▶ [Фрагмент текста]
Одним словом, «боевиков» хватало. Организация располагала даже людьми, которым иногда удавалось предупреждать о готовящихся полицейских акциях, о заботах и тревогах господина коменданта или господина начальника полиции — знать это было чрезвычайно важно.
Удивительное это явление — подполье! Мы привыкли восхищаться революционным подпольем, которое за десятилетия выработало свои методы и тактические приемы, что же касается Великой Отечественной войны, то приходится слышать о неподготовленности этого подполья, об отсутствии у него опыта. В этом есть резон — пример Ялты тому подтверждение. Но в конце концов появился и выстраданный, оплаченный кровью опыт.
Любопытный эпизод рассказал мне ялтинский старожил, бывший подпольщик Павел Фролович Сериков. По профессии он плотник. Был плотником до войны, так получилось, что плотничал и в осажденном Севастополе. После захвата его немцами попал в плен, бежал из-под Бахчисарая, пришел домой и здесь опять пришлось взяться за инструмент. Плотничая, познакомился с Казанцевым, был, как теперь понимает, подвергнут нескольким проверкам, вошел в организацию, стал выполнять задания — большей частью самого Казанцева.
(— А как выглядел Казанцев? — в который раз любопытствую я.
— Андрей Игнатьич? Худой был, заморенный — в чем только душа держится. Вечно мешки под глазами. Много болел…)
Так вот, в последние месяцы оккупации группой русских рабочих командовал некий унтер-офицер Гарри (Сериков очень жалеет, что не узнал фамилию этого немца). Трудно сказать, что он усмотрел в простодушном Павле Фроловиче (может быть, именно это простодушие), но доверился ему, рассказывал о положении на Фронтах: «Гитлер капут — русские наступают…» Сам Сериков о своем участии в подполье, разумеется, помалкивал. Когда немцы в Крыму сперва дрогнули, а потом стали бежать в Севастополь, Гарри сказал, что решил остаться в Ялте, сдаться в плен. Павел Фролович обещал помочь.
Волновался, переживал немец ужасно: «Ах, Гарри капут! Капут Гарри!» — говорил на том ломаном языке, каким объяснялся обычно с русским приятелем. Однако решился на непростой этот шаг. Что им руководило? Понимание обреченности армии, отрезанной в Крыму? Наверное. Но, видимо, не только это. Он ведь делал следующий шаг сравнительно со Шпумбергом, знакомцем Андриана Чистова.
Так или иначе, не будь этого унтер-офицера, вряд ли Серикову удалось бы спасти красивое четырехэтажное здание, в котором разместился немецкий госпиталь, и имущество госпиталя. Все это должно было быть уничтожено. Павел Фролович и Гарри не допустили взрыва и пожара. Тот дом можно видеть и сейчас, в нем находится одна из клиник института имени Сеченова.

▶ [Ваше задание] Верни дословно часть текста о ялтинском подполье, начиная со слов «(— А как выглядел» и заканчивая словами «Фролович обещал помочь.». Записи дальше — самостоятельный материал, отдельный от текста о ялтинском подполье.

▶ [Исходные данные]

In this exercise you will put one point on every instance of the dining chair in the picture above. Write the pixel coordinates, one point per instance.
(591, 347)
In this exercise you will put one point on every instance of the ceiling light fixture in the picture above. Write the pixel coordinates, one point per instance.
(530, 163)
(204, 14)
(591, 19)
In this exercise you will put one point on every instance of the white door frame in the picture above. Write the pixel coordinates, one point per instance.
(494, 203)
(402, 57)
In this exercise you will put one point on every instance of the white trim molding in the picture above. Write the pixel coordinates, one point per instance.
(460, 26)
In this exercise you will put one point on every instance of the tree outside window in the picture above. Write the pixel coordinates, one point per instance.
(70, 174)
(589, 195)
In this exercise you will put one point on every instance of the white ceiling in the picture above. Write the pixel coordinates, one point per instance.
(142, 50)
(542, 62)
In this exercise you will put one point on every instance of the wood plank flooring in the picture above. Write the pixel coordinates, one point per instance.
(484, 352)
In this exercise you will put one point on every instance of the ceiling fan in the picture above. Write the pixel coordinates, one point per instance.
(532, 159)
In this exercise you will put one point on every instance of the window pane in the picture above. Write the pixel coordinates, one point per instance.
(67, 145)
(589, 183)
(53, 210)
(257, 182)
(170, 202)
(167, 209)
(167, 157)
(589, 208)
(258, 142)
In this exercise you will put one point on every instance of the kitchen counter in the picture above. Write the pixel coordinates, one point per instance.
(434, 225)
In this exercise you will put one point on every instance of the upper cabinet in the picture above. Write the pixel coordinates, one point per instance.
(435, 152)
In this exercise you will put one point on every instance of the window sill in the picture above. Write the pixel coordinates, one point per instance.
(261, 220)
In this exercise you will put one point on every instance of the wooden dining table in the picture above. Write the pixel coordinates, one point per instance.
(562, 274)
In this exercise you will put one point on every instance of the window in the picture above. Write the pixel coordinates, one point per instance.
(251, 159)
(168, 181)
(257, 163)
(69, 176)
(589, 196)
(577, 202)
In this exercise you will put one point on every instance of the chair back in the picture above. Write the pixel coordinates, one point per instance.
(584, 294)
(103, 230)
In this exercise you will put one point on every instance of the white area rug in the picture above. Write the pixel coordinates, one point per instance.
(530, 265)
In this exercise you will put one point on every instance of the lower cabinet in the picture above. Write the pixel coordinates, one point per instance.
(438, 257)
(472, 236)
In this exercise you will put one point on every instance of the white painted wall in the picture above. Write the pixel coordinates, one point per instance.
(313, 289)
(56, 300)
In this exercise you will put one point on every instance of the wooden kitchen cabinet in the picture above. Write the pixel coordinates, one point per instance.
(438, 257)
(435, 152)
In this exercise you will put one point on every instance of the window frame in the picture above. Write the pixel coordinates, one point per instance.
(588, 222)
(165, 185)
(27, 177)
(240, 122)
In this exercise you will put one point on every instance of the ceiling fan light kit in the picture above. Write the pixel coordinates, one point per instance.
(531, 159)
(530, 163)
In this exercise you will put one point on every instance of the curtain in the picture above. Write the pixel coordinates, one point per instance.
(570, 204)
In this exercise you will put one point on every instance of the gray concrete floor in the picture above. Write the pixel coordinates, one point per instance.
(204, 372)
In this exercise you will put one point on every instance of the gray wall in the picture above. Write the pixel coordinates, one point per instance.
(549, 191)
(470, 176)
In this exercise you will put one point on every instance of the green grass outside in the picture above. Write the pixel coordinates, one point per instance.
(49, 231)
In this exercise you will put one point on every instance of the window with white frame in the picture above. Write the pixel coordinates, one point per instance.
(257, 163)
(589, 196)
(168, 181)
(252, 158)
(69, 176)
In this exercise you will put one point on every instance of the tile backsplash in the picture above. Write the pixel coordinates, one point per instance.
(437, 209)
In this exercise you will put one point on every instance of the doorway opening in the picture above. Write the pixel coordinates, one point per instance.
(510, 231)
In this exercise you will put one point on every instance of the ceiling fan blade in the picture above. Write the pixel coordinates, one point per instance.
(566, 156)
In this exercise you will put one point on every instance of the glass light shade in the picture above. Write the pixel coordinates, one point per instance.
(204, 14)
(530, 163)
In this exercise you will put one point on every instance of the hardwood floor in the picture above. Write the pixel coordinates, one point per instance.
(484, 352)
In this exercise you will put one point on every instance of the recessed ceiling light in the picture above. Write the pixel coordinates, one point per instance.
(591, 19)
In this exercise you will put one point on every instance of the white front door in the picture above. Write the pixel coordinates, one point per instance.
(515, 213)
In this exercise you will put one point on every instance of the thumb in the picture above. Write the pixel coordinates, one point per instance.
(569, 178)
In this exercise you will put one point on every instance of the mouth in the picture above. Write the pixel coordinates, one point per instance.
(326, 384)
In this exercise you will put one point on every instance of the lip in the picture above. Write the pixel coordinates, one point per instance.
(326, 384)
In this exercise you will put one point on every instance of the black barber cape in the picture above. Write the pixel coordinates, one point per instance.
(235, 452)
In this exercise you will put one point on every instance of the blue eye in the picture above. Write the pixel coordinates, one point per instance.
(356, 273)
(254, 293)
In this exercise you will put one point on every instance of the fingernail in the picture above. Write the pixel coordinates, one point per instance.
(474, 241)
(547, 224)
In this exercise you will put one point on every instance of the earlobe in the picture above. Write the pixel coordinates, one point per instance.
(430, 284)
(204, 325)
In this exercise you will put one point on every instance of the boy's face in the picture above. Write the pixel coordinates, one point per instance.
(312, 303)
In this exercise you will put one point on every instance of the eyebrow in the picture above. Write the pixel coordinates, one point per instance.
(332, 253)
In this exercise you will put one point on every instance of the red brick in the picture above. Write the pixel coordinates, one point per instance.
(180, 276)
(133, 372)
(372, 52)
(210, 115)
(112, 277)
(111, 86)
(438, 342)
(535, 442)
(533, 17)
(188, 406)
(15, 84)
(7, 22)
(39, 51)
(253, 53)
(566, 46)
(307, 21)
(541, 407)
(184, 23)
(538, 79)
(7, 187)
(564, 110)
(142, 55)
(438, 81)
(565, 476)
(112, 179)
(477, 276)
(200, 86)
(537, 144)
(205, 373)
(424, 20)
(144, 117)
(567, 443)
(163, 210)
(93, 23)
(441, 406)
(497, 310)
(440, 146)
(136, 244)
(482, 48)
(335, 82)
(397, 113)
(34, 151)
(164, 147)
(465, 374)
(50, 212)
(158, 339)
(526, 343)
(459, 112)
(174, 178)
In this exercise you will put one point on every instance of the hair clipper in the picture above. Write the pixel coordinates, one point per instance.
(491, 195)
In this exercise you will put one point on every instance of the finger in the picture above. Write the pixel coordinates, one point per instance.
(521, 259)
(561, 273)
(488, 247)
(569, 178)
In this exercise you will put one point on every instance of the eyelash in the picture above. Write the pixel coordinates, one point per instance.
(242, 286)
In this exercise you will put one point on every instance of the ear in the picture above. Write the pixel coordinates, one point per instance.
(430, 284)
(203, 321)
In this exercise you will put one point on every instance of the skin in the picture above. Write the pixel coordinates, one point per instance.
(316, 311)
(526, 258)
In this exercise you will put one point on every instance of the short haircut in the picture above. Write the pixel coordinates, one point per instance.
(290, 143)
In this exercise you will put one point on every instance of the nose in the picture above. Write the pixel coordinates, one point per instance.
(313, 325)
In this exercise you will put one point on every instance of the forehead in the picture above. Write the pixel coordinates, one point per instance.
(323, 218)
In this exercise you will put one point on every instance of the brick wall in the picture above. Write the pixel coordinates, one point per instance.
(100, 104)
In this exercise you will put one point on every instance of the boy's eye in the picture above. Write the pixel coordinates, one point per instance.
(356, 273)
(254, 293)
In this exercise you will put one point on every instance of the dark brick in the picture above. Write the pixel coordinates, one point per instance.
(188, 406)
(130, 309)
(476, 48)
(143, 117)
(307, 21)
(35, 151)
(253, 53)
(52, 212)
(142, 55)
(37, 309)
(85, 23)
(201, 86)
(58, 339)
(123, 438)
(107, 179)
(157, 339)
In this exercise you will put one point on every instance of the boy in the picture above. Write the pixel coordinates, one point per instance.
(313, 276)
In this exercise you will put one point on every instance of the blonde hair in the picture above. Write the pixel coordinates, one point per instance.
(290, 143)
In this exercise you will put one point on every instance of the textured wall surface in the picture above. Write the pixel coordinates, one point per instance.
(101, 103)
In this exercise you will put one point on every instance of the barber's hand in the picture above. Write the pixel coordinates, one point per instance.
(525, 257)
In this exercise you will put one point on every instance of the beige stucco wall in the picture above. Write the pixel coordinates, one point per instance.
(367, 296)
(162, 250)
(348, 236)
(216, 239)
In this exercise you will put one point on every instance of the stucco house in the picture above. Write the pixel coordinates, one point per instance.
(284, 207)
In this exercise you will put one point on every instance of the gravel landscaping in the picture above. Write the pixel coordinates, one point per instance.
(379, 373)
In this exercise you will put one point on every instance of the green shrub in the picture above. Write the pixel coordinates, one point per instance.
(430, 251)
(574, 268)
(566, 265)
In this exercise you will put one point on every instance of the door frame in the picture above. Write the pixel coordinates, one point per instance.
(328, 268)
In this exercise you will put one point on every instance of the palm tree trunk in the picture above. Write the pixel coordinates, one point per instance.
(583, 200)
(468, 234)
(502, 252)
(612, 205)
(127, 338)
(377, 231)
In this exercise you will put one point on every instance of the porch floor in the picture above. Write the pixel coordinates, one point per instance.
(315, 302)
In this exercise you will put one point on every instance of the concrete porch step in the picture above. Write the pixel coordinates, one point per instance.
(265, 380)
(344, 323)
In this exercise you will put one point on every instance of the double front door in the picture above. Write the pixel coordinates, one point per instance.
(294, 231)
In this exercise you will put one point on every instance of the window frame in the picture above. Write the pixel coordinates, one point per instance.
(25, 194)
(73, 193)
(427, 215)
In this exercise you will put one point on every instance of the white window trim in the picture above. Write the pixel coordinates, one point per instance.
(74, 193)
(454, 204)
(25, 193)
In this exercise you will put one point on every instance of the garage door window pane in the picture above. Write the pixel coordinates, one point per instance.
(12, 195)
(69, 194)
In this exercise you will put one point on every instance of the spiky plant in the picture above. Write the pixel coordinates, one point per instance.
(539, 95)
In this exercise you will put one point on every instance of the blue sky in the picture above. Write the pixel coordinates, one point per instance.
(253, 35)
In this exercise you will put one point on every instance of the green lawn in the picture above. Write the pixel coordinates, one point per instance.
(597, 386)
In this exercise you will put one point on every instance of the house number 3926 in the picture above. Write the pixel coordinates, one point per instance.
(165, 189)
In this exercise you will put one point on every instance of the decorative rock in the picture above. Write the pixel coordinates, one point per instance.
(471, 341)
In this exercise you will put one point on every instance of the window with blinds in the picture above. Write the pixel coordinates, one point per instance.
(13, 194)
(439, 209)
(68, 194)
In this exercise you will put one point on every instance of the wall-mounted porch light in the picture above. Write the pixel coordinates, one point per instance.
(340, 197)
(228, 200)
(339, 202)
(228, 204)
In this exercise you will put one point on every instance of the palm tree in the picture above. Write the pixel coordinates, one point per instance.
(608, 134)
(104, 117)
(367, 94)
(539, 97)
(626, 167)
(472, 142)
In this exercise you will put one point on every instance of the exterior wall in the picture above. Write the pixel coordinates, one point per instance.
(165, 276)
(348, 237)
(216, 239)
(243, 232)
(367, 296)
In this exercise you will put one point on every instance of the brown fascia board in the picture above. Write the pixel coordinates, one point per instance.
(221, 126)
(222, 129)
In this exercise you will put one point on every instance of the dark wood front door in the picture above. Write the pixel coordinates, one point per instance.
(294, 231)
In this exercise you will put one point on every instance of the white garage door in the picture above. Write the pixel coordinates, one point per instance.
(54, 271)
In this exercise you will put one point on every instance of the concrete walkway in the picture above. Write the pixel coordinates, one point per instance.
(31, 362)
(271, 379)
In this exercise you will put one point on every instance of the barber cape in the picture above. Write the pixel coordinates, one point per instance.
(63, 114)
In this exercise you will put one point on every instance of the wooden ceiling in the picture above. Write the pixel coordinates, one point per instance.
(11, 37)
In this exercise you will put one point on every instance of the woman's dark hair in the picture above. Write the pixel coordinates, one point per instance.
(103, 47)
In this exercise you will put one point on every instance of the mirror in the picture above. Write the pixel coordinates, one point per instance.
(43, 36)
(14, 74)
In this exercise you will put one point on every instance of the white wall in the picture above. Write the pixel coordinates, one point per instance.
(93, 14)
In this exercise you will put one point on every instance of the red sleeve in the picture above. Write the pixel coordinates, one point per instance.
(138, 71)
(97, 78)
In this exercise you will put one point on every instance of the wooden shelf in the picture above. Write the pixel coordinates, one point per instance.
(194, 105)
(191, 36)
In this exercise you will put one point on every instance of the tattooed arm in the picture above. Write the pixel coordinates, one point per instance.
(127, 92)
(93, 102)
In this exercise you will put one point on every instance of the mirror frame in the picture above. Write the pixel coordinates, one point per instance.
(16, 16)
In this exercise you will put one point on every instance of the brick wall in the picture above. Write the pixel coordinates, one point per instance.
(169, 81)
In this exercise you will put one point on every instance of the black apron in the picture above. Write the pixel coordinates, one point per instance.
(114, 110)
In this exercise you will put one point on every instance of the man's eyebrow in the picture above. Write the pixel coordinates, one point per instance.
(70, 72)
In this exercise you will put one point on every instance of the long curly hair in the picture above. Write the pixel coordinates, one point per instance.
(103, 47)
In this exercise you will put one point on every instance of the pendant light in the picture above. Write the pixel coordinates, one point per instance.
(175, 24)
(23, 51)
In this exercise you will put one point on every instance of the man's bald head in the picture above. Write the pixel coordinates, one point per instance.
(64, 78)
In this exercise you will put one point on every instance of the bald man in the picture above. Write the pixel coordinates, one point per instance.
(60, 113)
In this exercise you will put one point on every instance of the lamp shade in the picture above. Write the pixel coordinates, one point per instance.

▶ [Ответ на задание]
(— А как выглядел Казанцев? — в который раз любопытствую я.
— Андрей Игнатьич? Худой был, заморенный — в чем только душа держится. Вечно мешки под глазами. Много болел…)
Так вот, в последние месяцы оккупации группой русских рабочих командовал некий унтер-офицер Гарри (Сериков очень жалеет, что не узнал фамилию этого немца). Трудно сказать, что он усмотрел в простодушном Павле Фроловиче (может быть, именно это простодушие), но доверился ему, рассказывал о положении на Фронтах: «Гитлер капут — русские наступают…» Сам Сериков о своем участии в подполье, разумеется, помалкивал. Когда немцы в Крыму сперва дрогнули, а потом стали бежать в Севастополь, Гарри сказал, что решил остаться в Ялте, сдаться в плен. Павел Фролович обещал помочь.